▸ **Assignment**:
Only the lines from the top of the following listing through the line with "See the UI screenshot above and locate the sandy" belong in your answer, exactly as written.

▸ **Dataset**:
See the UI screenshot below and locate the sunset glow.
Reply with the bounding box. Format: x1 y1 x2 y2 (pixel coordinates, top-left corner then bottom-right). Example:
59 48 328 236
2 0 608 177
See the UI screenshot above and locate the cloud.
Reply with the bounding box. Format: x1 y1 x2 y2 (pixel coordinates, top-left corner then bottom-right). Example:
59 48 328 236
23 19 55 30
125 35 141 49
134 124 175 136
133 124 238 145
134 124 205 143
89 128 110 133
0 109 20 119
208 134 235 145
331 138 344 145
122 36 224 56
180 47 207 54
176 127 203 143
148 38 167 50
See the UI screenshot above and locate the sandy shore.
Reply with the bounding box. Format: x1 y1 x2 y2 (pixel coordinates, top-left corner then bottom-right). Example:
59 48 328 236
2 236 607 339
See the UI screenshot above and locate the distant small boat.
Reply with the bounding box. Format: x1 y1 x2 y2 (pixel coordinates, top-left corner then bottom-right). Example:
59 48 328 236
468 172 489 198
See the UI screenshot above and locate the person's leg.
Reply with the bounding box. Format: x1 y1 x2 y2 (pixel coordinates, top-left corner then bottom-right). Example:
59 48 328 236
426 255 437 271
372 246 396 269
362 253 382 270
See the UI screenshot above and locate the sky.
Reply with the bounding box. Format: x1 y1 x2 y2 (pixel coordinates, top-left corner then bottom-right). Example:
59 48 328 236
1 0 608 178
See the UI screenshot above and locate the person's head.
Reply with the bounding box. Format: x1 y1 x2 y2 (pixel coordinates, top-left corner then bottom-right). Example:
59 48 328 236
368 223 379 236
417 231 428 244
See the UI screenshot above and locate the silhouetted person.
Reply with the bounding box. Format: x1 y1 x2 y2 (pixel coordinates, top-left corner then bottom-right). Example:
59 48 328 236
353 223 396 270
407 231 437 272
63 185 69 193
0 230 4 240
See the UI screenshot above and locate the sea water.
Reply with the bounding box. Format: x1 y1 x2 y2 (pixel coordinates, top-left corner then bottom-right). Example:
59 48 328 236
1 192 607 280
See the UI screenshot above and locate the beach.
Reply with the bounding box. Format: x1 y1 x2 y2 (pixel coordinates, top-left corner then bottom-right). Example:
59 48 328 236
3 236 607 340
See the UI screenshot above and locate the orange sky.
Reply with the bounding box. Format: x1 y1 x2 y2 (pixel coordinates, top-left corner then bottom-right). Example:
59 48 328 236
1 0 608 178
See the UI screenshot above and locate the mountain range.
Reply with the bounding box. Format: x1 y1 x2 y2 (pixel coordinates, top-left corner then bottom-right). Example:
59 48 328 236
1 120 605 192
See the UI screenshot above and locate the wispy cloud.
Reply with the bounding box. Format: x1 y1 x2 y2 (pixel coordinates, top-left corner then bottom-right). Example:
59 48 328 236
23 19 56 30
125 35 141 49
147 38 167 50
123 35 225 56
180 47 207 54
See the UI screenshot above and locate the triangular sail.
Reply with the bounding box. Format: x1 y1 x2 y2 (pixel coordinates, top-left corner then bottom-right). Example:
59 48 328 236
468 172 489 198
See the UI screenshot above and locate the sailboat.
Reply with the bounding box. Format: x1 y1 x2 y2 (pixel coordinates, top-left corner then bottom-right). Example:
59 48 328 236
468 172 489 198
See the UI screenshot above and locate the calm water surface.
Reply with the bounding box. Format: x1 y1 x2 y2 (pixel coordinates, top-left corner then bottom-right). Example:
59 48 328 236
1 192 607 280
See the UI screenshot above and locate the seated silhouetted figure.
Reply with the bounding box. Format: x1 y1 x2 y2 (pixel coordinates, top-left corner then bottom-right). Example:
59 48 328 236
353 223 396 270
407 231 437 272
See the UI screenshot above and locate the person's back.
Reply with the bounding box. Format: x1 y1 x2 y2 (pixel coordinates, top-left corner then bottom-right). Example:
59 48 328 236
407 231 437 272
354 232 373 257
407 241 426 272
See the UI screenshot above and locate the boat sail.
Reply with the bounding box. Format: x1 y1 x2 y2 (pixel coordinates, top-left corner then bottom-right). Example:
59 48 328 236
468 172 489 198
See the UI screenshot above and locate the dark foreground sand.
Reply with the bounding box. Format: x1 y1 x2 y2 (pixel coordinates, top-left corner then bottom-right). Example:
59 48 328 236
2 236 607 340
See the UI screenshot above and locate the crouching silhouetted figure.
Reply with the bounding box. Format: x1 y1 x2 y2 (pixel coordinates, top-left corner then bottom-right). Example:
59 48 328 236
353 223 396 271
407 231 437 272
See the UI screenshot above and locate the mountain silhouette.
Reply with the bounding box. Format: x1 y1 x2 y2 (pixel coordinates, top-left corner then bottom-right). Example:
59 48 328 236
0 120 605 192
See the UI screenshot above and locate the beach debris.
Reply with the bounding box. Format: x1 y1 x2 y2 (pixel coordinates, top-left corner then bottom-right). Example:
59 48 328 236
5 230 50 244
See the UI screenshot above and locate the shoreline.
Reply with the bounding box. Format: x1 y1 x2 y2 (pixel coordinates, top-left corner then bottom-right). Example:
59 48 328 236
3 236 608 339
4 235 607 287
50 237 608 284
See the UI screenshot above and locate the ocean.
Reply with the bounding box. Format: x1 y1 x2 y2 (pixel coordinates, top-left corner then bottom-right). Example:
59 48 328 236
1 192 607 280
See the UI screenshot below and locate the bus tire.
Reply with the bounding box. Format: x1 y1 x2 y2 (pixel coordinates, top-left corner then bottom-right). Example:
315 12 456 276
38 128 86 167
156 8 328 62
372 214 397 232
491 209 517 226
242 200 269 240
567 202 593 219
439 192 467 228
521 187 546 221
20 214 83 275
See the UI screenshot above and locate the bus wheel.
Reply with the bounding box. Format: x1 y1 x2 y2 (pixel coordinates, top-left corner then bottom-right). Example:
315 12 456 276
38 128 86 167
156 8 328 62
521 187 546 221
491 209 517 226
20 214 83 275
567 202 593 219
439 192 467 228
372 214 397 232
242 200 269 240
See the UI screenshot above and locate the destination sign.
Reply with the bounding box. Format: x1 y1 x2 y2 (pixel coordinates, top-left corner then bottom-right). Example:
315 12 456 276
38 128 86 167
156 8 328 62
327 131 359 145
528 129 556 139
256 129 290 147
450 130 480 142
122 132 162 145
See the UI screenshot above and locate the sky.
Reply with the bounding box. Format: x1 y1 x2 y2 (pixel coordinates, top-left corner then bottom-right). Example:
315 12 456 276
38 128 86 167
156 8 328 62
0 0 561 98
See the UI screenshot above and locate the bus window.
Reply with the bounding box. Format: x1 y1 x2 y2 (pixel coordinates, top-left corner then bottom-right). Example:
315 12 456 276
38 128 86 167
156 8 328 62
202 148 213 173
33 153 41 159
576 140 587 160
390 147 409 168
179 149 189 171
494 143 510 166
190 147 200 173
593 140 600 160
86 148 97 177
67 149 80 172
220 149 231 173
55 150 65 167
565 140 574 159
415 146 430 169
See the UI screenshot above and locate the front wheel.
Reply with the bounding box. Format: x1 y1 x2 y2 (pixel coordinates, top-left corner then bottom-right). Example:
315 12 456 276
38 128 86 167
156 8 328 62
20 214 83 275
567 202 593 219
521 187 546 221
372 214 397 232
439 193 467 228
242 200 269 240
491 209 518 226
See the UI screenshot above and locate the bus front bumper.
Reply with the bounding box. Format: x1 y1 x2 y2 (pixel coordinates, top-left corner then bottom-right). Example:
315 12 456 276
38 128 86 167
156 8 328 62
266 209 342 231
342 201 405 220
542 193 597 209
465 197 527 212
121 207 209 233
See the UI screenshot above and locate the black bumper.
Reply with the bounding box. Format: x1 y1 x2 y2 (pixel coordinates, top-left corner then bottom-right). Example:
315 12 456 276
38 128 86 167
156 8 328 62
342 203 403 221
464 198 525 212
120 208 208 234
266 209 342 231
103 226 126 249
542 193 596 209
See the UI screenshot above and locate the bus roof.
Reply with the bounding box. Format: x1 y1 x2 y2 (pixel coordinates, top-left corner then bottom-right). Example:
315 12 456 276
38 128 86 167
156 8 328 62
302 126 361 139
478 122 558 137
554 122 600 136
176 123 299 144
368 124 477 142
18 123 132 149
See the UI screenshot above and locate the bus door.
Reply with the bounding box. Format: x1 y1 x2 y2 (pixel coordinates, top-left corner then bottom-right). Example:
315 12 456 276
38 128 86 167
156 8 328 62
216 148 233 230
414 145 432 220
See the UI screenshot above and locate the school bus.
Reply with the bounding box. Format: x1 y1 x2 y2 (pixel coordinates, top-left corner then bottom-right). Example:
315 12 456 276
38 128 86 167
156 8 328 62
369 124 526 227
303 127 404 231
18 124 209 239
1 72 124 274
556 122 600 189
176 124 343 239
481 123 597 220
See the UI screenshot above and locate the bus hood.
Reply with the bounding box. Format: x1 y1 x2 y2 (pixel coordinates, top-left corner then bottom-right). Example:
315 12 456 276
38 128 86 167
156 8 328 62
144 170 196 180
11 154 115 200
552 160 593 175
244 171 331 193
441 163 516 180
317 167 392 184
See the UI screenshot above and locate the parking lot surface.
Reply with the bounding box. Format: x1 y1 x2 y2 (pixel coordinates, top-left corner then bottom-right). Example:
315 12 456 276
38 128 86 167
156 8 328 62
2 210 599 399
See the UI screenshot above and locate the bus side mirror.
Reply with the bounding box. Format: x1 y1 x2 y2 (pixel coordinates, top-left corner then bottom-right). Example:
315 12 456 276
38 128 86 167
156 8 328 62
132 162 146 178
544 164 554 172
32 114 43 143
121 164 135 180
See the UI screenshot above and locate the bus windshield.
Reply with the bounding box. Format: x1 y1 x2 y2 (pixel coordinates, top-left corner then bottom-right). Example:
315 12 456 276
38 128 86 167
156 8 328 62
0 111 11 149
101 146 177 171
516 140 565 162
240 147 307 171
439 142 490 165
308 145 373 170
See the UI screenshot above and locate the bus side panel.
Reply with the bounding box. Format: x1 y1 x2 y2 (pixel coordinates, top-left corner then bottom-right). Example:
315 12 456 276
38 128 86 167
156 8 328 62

▸ **Written answer**:
See the UI screenshot below and locate the sunset glow.
Reply with the bounding box. Format: x1 y1 x2 y2 (pixel coordinates, top-left corner then bottom-right). Example:
59 48 328 236
2 0 608 177
See the UI screenshot above and locate the cloud.
Reply with the bounding box. Format: x1 y1 x2 y2 (pixel coordinates, top-left corner then bottom-right). Example:
59 48 328 236
23 19 55 30
125 35 141 49
134 124 175 136
133 124 238 145
134 124 205 143
89 128 110 133
0 109 20 119
208 134 235 145
331 138 344 145
122 36 224 56
180 47 207 54
176 127 203 143
148 38 167 50
See the UI screenshot above and locate the sandy shore.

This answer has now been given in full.